**OBJECTIVE:**
Transcribe, exactly as they appear, only the lines from the one holding "What part of this image shows the red painted" through the end of the entries below.

(A run of records)
^^^^^^^^^^^^^^^^

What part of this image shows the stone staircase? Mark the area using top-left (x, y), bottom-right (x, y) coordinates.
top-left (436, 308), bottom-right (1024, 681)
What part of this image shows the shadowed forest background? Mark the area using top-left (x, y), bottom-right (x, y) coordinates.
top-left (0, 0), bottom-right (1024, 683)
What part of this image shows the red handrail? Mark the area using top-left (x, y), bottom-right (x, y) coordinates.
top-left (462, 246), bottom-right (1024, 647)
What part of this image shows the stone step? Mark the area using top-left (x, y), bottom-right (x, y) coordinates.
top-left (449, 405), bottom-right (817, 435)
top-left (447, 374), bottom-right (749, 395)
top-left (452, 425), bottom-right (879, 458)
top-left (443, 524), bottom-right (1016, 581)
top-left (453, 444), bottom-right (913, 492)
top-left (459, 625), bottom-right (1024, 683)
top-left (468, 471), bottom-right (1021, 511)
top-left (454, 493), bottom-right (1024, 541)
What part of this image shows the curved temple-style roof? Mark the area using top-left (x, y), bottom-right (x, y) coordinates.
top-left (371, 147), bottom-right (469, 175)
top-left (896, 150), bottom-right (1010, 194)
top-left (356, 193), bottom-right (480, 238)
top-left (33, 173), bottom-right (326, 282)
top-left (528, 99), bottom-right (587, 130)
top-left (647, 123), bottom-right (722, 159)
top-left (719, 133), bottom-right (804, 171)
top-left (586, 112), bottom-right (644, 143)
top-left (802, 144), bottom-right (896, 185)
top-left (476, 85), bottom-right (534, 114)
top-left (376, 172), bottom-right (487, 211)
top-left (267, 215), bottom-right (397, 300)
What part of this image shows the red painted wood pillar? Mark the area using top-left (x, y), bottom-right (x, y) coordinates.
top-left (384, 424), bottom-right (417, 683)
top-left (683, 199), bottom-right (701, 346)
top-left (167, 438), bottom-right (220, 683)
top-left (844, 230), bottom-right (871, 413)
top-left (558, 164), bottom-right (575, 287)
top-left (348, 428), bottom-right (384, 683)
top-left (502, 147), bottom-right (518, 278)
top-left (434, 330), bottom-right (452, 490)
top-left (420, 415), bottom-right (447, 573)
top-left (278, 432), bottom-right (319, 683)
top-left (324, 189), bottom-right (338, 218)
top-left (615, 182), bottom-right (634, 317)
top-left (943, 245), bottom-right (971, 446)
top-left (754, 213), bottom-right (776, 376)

^^^^^^^^^^^^^^^^

**RESULT:**
What part of this image shows the red painted wood pillar? Mark the area using top-left (x, y), bottom-right (x, y) coordinates.
top-left (384, 424), bottom-right (417, 683)
top-left (683, 199), bottom-right (701, 346)
top-left (167, 438), bottom-right (220, 683)
top-left (844, 230), bottom-right (871, 413)
top-left (558, 164), bottom-right (575, 287)
top-left (348, 428), bottom-right (384, 683)
top-left (502, 147), bottom-right (518, 278)
top-left (434, 330), bottom-right (452, 490)
top-left (420, 415), bottom-right (447, 573)
top-left (278, 432), bottom-right (319, 683)
top-left (324, 189), bottom-right (338, 218)
top-left (615, 182), bottom-right (634, 317)
top-left (943, 245), bottom-right (971, 446)
top-left (754, 213), bottom-right (776, 376)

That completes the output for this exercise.